TASK INSTRUCTIONS >>
Reproduce the listing below line for line, changing no character.

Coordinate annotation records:

• • •

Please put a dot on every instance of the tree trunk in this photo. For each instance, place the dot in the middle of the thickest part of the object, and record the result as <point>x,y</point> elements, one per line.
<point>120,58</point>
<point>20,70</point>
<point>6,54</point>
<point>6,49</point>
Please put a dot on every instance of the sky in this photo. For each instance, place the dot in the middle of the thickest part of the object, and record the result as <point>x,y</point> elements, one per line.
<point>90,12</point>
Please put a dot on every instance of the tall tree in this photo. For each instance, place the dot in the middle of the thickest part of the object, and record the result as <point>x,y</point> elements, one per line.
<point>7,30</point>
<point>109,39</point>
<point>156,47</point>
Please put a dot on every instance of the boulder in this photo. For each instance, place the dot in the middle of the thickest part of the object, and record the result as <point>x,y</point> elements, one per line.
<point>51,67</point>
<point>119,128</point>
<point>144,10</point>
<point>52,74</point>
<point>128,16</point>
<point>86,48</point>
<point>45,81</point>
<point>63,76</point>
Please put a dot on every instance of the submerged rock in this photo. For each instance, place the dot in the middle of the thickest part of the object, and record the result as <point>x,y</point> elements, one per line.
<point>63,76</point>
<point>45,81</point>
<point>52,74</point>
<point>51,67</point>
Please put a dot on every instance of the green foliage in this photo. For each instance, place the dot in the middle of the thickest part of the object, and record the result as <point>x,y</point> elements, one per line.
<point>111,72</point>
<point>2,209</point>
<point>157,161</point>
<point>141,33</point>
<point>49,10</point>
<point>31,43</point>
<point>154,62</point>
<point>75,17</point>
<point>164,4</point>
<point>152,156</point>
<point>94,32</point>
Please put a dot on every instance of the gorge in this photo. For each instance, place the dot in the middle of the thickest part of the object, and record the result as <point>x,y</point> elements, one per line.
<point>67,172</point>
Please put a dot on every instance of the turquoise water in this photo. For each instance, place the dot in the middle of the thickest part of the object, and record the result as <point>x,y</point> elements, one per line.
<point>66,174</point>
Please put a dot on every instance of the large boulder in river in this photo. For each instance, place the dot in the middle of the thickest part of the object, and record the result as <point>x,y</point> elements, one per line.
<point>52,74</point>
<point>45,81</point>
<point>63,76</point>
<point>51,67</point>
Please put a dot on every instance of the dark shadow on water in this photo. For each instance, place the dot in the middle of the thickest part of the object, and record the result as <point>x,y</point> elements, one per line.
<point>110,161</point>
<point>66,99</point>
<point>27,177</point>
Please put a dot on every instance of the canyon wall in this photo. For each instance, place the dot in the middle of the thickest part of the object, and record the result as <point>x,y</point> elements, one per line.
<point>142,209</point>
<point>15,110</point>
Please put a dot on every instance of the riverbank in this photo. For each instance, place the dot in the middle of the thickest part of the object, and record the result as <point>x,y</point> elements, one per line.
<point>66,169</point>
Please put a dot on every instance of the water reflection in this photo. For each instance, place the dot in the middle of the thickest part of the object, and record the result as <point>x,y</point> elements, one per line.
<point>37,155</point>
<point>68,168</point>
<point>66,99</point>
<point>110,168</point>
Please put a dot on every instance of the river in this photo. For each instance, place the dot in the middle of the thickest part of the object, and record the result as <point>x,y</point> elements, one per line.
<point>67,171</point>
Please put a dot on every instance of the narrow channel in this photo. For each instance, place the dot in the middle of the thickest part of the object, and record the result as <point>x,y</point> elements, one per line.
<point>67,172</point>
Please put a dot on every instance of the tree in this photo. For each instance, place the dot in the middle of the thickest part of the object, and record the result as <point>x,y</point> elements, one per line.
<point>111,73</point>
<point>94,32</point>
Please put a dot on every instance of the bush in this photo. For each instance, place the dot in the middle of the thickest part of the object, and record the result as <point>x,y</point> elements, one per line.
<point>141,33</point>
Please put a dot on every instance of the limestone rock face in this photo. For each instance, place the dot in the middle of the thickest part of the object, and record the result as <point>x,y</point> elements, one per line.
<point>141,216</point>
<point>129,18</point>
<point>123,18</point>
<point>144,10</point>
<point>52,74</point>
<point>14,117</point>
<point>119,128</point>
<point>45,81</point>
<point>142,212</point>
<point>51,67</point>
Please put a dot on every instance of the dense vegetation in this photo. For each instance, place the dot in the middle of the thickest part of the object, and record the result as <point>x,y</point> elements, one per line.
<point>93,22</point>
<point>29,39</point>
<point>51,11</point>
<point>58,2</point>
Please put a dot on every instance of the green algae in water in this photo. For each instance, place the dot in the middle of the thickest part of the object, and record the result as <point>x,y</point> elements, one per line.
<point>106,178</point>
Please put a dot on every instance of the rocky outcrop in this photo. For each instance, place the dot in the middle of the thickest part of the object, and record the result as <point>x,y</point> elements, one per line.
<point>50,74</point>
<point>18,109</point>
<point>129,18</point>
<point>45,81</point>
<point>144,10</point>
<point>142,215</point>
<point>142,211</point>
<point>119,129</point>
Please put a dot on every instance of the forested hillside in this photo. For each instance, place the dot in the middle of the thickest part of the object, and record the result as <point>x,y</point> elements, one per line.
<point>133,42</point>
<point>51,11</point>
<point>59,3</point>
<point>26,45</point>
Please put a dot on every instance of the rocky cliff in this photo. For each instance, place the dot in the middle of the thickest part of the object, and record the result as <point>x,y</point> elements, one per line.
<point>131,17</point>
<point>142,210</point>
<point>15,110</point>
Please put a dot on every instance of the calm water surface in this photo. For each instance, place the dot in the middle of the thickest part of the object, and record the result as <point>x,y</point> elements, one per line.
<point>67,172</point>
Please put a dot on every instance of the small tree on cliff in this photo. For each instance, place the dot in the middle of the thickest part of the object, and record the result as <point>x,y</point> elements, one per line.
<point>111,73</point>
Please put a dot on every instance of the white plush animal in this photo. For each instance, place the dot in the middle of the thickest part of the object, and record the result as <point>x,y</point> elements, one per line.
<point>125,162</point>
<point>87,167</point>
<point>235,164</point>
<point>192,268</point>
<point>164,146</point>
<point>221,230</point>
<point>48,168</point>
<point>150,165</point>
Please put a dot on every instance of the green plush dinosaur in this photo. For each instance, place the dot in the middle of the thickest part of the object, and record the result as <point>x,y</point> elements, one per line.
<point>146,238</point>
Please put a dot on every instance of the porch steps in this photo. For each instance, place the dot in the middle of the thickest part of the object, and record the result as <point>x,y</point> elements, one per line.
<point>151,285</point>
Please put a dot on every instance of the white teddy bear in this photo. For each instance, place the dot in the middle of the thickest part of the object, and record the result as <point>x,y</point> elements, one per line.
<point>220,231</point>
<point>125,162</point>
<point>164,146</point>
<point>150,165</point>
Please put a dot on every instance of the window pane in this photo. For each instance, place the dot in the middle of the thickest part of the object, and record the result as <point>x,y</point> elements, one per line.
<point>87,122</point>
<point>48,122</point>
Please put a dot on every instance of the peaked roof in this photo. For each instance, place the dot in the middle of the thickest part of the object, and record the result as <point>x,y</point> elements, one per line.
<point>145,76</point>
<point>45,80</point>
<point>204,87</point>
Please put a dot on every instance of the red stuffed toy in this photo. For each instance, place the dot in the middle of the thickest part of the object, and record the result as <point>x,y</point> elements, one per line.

• • •

RESULT OF THE TASK >>
Please put a dot on every instance of the tree trunk in this photo. For each instance, place the dot in the middle of the thickest part of the object, and record the result as <point>x,y</point> elements, one per line.
<point>120,58</point>
<point>20,70</point>
<point>6,54</point>
<point>6,49</point>
Please put a dot on every instance of the sky in this photo. For each instance, place the dot in the middle of the thickest part of the object, and record the result as <point>x,y</point> elements, one per line.
<point>90,12</point>
Please put a dot on every instance of the tall tree in this photo. For each instance, place the dot in the middle of the thickest part of the object, and record the result as <point>x,y</point> elements, one per line.
<point>7,30</point>
<point>109,39</point>
<point>156,47</point>
Please put a dot on every instance of the boulder in this photo. For each instance, place the dot in the middle of the thickest part of the object, and record the result as <point>x,y</point> elements, one per line.
<point>51,67</point>
<point>119,128</point>
<point>144,10</point>
<point>52,74</point>
<point>128,16</point>
<point>86,48</point>
<point>45,81</point>
<point>63,76</point>
Please put a dot on every instance of the submerged rock in this photo. For each instance, place the dot in the middle of the thickest part of the object, and record the result as <point>x,y</point> elements, one per line.
<point>63,76</point>
<point>45,81</point>
<point>52,74</point>
<point>51,67</point>
Please put a dot on every instance of the green foliage in this photo. For each instance, place the dot in the middle of the thickest part of the object, and record the result as <point>x,y</point> elements, one per line.
<point>111,72</point>
<point>2,209</point>
<point>157,161</point>
<point>141,33</point>
<point>49,10</point>
<point>31,43</point>
<point>154,62</point>
<point>75,17</point>
<point>164,4</point>
<point>152,156</point>
<point>94,32</point>
Please put a dot on every instance of the gorge in this photo. For each instance, place the dot in the middle of the thickest part of the object, and record the result as <point>x,y</point> elements, one per line.
<point>67,172</point>
Please put a dot on every instance of the turquoise water in this photo. For each instance, place the dot in the middle of the thickest part of the object, and record the result as <point>x,y</point> elements, one per line.
<point>66,174</point>
Please put a dot on every instance of the large boulder in river in this photo. For each instance, place the dot in the middle of the thickest part of the object, and record the result as <point>x,y</point> elements, one per line.
<point>52,74</point>
<point>45,81</point>
<point>63,76</point>
<point>51,67</point>
Please put a dot on every instance of the dark shadow on water in this photo. For each instance, place the dot in the middle of the thickest part of the object, and record the result as <point>x,y</point> elements, one per line.
<point>110,161</point>
<point>66,99</point>
<point>27,177</point>
Please put a dot on every instance of the canyon wall in this photo. For each instance, place the dot in the middle of the thickest part of the object, and record the result as <point>x,y</point> elements, one per line.
<point>142,209</point>
<point>15,110</point>
Please put a dot on every instance of the riverbank in this photo. For each instance, place the dot in the middle of the thickest part of the object, and record the result as <point>x,y</point> elements, one per line.
<point>66,169</point>
Please put a dot on every instance of the water reflection in this photo. For each instance, place the dot in the middle of the thickest part of the object, and record the result as <point>x,y</point> elements, one per line.
<point>37,155</point>
<point>68,168</point>
<point>66,99</point>
<point>110,168</point>
Please put a dot on every instance of the river in this photo. For each instance, place the dot in the middle of the thickest part of the object, and record the result as <point>x,y</point> elements, one per line.
<point>67,171</point>
Please put a dot on every instance of the narrow channel in this photo. For each instance, place the dot in the middle of the thickest part of the object, and record the result as <point>x,y</point> elements, one per line.
<point>67,172</point>
Please put a dot on every instance of the tree in this photo. For each instance, place the dot in the middle of the thickest part of the object, and record the result as <point>x,y</point> elements, one per line.
<point>111,73</point>
<point>94,32</point>
Please put a dot on every instance of the bush in this photo. For each instance, place the dot in the middle of the thickest part of the object, and record the result as <point>x,y</point> elements, one per line.
<point>141,33</point>
Please put a dot on every instance of the limestone rock face in this photo. For each instance, place the dot in the middle of the thickest part of the object, and record the result as <point>x,y</point> elements, one per line.
<point>141,216</point>
<point>129,18</point>
<point>123,18</point>
<point>144,10</point>
<point>52,74</point>
<point>14,117</point>
<point>119,128</point>
<point>45,81</point>
<point>142,212</point>
<point>51,67</point>
Please put a dot on every instance of the dense vegetation in this photo. For each instance, place the dot in the middle of the thickest part of the object, and record the result as <point>x,y</point> elements, one per line.
<point>93,22</point>
<point>29,39</point>
<point>51,11</point>
<point>58,2</point>
Please put a dot on every instance of the green algae in water in this photo. For each instance, place the dot in the middle of the thickest part of the object, and record the result as <point>x,y</point> elements, one per line.
<point>106,178</point>
Please put a dot on every instance of the rocky outcrop in this photo. For each instance, place the dot in the middle of the thickest part of the object, and record the result as <point>x,y</point> elements, one per line.
<point>50,74</point>
<point>18,109</point>
<point>129,18</point>
<point>45,81</point>
<point>144,10</point>
<point>142,215</point>
<point>142,211</point>
<point>119,129</point>
Please put a dot on every instance of the forested hillside in this photo. For each instance, place the dot in the middle of the thickest part of the object, and record the result as <point>x,y</point> elements, one per line.
<point>133,42</point>
<point>51,11</point>
<point>59,3</point>
<point>26,45</point>
Please put a dot on every instance of the rocky cliff in this photo. For each instance, place the dot in the middle of the thickest part of the object, and record the result as <point>x,y</point> elements, one per line.
<point>131,17</point>
<point>142,210</point>
<point>15,110</point>
Please put a dot on every instance of the calm water surface in this photo. For each instance, place the dot in the middle of the thickest part of the object, and record the result as <point>x,y</point> elements, one per line.
<point>67,172</point>
Please put a dot on every instance of the small tree on cliff in this photo. For each instance, place the dot in the middle of the thickest part of the object, and record the result as <point>x,y</point> elements, one per line.
<point>111,73</point>
Please put a dot on every instance of the white plush animal in this photo. For each instance, place the dot in the middle of the thickest part of the object, and record the result as <point>x,y</point> elements, one per line.
<point>125,162</point>
<point>87,167</point>
<point>235,164</point>
<point>192,268</point>
<point>164,146</point>
<point>221,230</point>
<point>48,168</point>
<point>150,165</point>
Please put a dot on every instance of the green plush dinosaur in this photo. For each instance, place the dot in the middle of the thickest part of the object, and record the result as <point>x,y</point> elements, one per line.
<point>146,238</point>
Please put a dot on every instance of the porch steps in this photo. For each instance, place the dot in the middle of the thickest part of the object, and record the result as <point>x,y</point> elements, one per line.
<point>151,285</point>
Please put a dot on every instance of the white teddy bear in this photo. For each instance, place the dot in the middle of the thickest part of the object, and record the result as <point>x,y</point> elements, one per line.
<point>220,231</point>
<point>125,162</point>
<point>164,146</point>
<point>150,165</point>
Please put a dot on every instance of the window pane in this photo. For each instance, place the dot in the middle of the thickest part of the object, and record the result as <point>x,y</point> elements, one per line.
<point>87,122</point>
<point>48,122</point>
Please put a dot on every instance of the peaked roof in this photo. For each instance, place the dot in the middle of the thickest part of the object, and record the result as <point>x,y</point> elements, one per line.
<point>145,76</point>
<point>45,80</point>
<point>204,87</point>
Please put a dot on every instance of the red stuffed toy in this photo. For each instance, place the dot in the middle of the thickest part of the object, and record the result as <point>x,y</point> elements, one per line.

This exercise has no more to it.